* [To do]:
Please rewrite the lines below, swapping every "lightbulb drawing" for "lamp sketch" and keeping everything else the same. Omit the pictures from your answer.

(Region labeling items)
↓
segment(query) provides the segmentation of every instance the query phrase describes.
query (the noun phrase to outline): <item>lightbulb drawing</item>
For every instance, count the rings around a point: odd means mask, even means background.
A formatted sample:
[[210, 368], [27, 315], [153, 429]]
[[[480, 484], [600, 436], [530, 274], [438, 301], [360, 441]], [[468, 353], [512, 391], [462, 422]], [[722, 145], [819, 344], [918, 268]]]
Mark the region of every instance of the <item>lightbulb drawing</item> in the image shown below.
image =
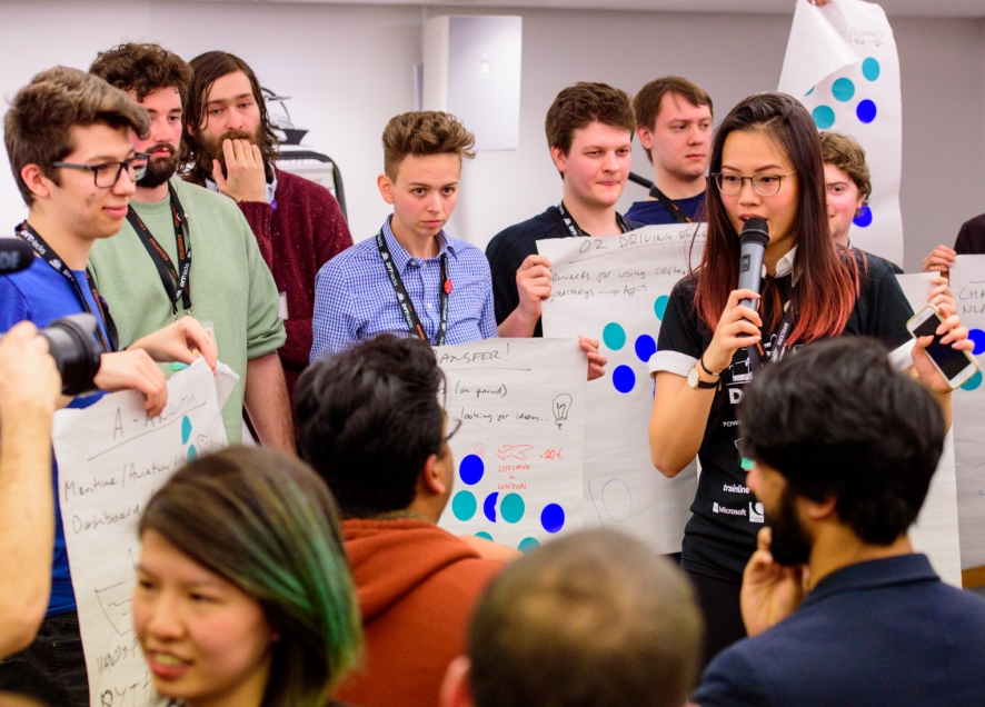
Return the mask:
[[560, 429], [561, 424], [568, 420], [568, 412], [571, 410], [571, 396], [567, 392], [560, 394], [554, 399], [550, 407], [554, 410], [554, 421], [557, 428]]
↑
* [Answer in full]:
segment(query) provides the segmentation of every instance the query phrase describes.
query (the noun phrase to outline): <item>lamp sketch</item>
For every instance, count the rings around a point: odd means mask, even means background.
A formatted sample:
[[210, 368], [27, 315], [153, 429]]
[[[480, 484], [600, 436], [530, 274], [438, 301], [360, 441]], [[468, 353], [512, 391], [462, 422]], [[722, 145], [819, 344], [918, 268]]]
Mark the region of every instance of the <item>lamp sketch</item> in the image shown below.
image =
Return the mask:
[[560, 429], [561, 424], [568, 420], [568, 412], [571, 410], [571, 396], [567, 392], [560, 394], [554, 399], [550, 407], [554, 410], [554, 421], [557, 428]]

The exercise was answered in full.